_Exercise aim_
Each entry should be given again exactly, with any image left out.

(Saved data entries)
━━━━━━━━━━━━━━━━━━━━

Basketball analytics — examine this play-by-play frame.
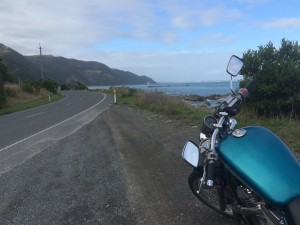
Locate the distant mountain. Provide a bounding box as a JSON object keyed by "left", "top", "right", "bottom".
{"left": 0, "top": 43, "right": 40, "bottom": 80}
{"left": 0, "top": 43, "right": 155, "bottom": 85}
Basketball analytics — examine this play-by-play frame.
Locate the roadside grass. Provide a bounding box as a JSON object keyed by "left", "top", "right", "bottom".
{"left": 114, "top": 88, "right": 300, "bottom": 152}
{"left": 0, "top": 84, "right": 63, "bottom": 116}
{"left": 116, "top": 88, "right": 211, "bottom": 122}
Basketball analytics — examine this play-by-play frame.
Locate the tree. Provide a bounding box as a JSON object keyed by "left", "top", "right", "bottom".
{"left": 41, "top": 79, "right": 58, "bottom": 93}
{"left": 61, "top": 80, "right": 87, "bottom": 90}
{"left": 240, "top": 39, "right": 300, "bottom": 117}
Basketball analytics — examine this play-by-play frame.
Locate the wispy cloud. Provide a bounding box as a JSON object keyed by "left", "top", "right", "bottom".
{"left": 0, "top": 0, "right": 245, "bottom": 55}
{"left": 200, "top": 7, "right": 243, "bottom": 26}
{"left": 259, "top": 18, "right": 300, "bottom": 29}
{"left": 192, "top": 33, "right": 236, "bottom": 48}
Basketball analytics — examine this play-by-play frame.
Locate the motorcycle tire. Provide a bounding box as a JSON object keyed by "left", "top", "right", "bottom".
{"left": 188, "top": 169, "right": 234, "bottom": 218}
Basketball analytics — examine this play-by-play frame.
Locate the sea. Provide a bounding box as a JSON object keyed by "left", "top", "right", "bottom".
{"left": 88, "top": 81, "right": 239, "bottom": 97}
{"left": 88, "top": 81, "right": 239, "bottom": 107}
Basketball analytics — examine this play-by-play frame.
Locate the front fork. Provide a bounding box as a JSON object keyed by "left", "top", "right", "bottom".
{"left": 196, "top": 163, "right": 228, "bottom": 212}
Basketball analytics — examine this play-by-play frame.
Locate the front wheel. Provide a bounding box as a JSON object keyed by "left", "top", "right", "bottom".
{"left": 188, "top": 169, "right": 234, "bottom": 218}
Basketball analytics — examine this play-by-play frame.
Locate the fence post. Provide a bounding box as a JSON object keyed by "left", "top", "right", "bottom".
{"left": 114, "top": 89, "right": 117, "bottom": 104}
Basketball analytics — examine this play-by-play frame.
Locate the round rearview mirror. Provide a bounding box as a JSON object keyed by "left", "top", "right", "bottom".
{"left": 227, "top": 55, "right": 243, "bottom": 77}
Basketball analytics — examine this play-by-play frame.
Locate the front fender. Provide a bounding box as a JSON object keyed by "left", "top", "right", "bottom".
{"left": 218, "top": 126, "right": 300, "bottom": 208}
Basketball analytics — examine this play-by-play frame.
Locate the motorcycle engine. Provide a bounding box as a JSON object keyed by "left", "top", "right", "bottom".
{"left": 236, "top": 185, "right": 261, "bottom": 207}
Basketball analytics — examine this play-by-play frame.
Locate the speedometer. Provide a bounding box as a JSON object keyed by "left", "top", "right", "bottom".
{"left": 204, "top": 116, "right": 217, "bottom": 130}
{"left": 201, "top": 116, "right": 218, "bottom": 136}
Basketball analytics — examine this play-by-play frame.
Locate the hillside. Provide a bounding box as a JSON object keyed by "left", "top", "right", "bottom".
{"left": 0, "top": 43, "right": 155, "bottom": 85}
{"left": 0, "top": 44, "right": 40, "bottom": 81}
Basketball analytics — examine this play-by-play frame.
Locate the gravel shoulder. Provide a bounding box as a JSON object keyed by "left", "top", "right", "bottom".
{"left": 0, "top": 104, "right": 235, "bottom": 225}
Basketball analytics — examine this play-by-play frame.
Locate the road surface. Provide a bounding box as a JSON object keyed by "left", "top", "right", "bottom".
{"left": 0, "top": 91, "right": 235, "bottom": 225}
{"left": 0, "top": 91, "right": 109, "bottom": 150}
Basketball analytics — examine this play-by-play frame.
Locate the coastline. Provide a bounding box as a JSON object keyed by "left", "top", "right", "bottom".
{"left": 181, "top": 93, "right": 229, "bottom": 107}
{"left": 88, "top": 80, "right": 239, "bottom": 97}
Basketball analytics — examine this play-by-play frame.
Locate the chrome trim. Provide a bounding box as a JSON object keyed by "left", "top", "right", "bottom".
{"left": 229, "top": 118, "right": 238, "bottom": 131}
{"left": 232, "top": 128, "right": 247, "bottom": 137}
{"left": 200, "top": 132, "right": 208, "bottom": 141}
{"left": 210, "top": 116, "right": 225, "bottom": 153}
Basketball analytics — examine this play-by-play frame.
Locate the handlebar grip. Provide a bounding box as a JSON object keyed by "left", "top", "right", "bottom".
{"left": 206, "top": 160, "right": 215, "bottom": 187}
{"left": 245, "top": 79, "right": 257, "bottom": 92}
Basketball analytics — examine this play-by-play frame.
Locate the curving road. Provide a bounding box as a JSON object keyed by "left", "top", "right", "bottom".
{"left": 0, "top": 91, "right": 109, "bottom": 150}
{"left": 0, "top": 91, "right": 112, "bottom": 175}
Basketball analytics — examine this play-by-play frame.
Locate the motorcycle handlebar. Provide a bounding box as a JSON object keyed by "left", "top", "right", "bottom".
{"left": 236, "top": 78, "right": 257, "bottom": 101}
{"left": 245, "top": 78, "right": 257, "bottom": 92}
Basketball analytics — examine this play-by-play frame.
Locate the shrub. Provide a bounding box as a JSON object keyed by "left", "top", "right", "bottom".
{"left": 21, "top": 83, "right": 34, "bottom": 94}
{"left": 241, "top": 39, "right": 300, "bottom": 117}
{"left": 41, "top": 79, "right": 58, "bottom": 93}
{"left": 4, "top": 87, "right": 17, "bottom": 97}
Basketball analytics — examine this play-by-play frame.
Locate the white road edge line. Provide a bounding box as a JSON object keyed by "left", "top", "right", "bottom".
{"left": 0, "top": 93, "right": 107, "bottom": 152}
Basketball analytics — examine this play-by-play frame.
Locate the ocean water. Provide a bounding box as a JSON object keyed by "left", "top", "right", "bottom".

━━━━━━━━━━━━━━━━━━━━

_Answer box_
Basketball analytics — examine this play-by-play frame.
Locate the distant mountain. Provide a bounding box as a JSON object keyed by "left", "top", "right", "bottom".
{"left": 0, "top": 43, "right": 40, "bottom": 80}
{"left": 0, "top": 43, "right": 155, "bottom": 85}
Basketball analytics — examine this play-by-play frame.
Locate the roadside grass. Provide a bounding box as a JSON object keyed by "left", "top", "right", "bottom".
{"left": 114, "top": 88, "right": 300, "bottom": 152}
{"left": 0, "top": 84, "right": 63, "bottom": 116}
{"left": 116, "top": 88, "right": 211, "bottom": 122}
Basketball analytics — examine this play-by-play frame.
Locate the tree. Provide a bounding box as a JSON object keyed by "left", "top", "right", "bottom".
{"left": 41, "top": 79, "right": 58, "bottom": 93}
{"left": 61, "top": 80, "right": 87, "bottom": 90}
{"left": 240, "top": 39, "right": 300, "bottom": 117}
Basketball analytics — examine this play-by-play frame.
Locate the wispy cloud. Provide a bounding box as a JSON object keyed by "left", "top", "right", "bottom".
{"left": 0, "top": 0, "right": 245, "bottom": 55}
{"left": 200, "top": 7, "right": 243, "bottom": 26}
{"left": 259, "top": 18, "right": 300, "bottom": 29}
{"left": 192, "top": 33, "right": 236, "bottom": 48}
Basketball analytics — examine this play-by-play frame.
Locate the motorcycle tire. Provide a bounding box as a JSON object keyed by "left", "top", "right", "bottom".
{"left": 188, "top": 169, "right": 234, "bottom": 218}
Basketball analytics — examine this play-by-play frame.
Locate the sea. Provide a bounding box as a JSON object keyed by "left", "top", "right", "bottom".
{"left": 88, "top": 81, "right": 239, "bottom": 97}
{"left": 88, "top": 81, "right": 239, "bottom": 107}
Basketball analytics — examine this play-by-play frame.
Locate the front fork. Provide a bounding box as a JSON object keyed by "left", "top", "right", "bottom".
{"left": 196, "top": 163, "right": 228, "bottom": 212}
Basketball analytics — examine this play-by-play frame.
Locate the front wheel. Provide a bounding box as a JSON object keyed by "left", "top", "right", "bottom".
{"left": 188, "top": 169, "right": 234, "bottom": 218}
Basketball analytics — examine this play-by-play frame.
Locate the fence post. Provide a bounding box as a JSON object keyed by "left", "top", "right", "bottom".
{"left": 114, "top": 89, "right": 117, "bottom": 104}
Basketball analytics — examine this play-by-play frame.
Locate the round rearview mirror. Provide a bounding box as a JSON object keyed by "left", "top", "right", "bottom".
{"left": 227, "top": 55, "right": 243, "bottom": 77}
Basketball analytics — examine this play-by-play frame.
Locate the front fender. Provide a bounding box as a JSON object keyed by "left", "top", "right", "bottom".
{"left": 218, "top": 126, "right": 300, "bottom": 208}
Basketball analytics — examine this play-by-play frame.
Locate the motorcycle engine. Provide a bounding box as a JSON object keyed by "left", "top", "right", "bottom".
{"left": 236, "top": 185, "right": 261, "bottom": 207}
Basketball analytics — examine this play-by-play frame.
Locate the speedometer. Provide a bounding box as a JSON object keyed by "left", "top", "right", "bottom".
{"left": 204, "top": 116, "right": 217, "bottom": 130}
{"left": 201, "top": 116, "right": 218, "bottom": 136}
Basketball analytics — examine this play-by-play frame.
Locate the hillside. Provide a bounding box as a JSON object keyed by "left", "top", "right", "bottom".
{"left": 0, "top": 43, "right": 155, "bottom": 85}
{"left": 0, "top": 44, "right": 40, "bottom": 81}
Basketball analytics — examine this play-by-play frame.
Locate the gravel shoulder. Provide a bounding box as a JSON object keyed by "left", "top", "right", "bottom".
{"left": 0, "top": 104, "right": 235, "bottom": 225}
Basketball analytics — examine this play-by-play frame.
Locate the road surface. Provide a bounding box as a JSON object keyed by "left", "top", "right", "bottom".
{"left": 0, "top": 91, "right": 235, "bottom": 225}
{"left": 0, "top": 91, "right": 109, "bottom": 150}
Basketball analytics — examine this play-by-play frame.
Locate the coastline. Provide a bounding box as a JSON object keyed by "left", "top", "right", "bottom".
{"left": 181, "top": 93, "right": 229, "bottom": 107}
{"left": 88, "top": 80, "right": 239, "bottom": 97}
Basketball analytics — examine this play-by-play frame.
Locate the chrome trim. Provide a bounding box as a JSON object keyed by "left", "top", "right", "bottom".
{"left": 229, "top": 118, "right": 238, "bottom": 131}
{"left": 232, "top": 128, "right": 247, "bottom": 137}
{"left": 200, "top": 132, "right": 208, "bottom": 141}
{"left": 210, "top": 116, "right": 225, "bottom": 153}
Basketball analytics — examine this play-by-play frame.
Locate the handlebar grip. Provide a bounding box as a JSON object keyed by "left", "top", "right", "bottom".
{"left": 206, "top": 160, "right": 215, "bottom": 187}
{"left": 245, "top": 79, "right": 257, "bottom": 92}
Basketball analytics — examine this play-by-play frame.
Locate the curving road. Provide a bounding box as a JSON object keyed by "left", "top", "right", "bottom".
{"left": 0, "top": 91, "right": 109, "bottom": 150}
{"left": 0, "top": 91, "right": 112, "bottom": 175}
Basketball analytics — examine this play-by-play frame.
Locate the motorcycle handlebar. Provide a bounding box as a JSON object keyed by "left", "top", "right", "bottom".
{"left": 236, "top": 78, "right": 257, "bottom": 101}
{"left": 245, "top": 78, "right": 257, "bottom": 92}
Basketball analytics — examine this play-by-play frame.
Locate the shrub. Provide a bounding box as a JSON object keyed by "left", "top", "right", "bottom".
{"left": 21, "top": 83, "right": 34, "bottom": 94}
{"left": 241, "top": 39, "right": 300, "bottom": 117}
{"left": 41, "top": 79, "right": 58, "bottom": 93}
{"left": 4, "top": 87, "right": 17, "bottom": 97}
Basketball analytics — examine this play-by-play frame.
Locate the white road edge line. Provide a bounding box as a JSON object keyed by "left", "top", "right", "bottom".
{"left": 0, "top": 93, "right": 107, "bottom": 152}
Basketball analytics — examine this play-by-play frame.
Locate the ocean water. Provide a bounding box as a JSON object keyed by "left", "top", "right", "bottom".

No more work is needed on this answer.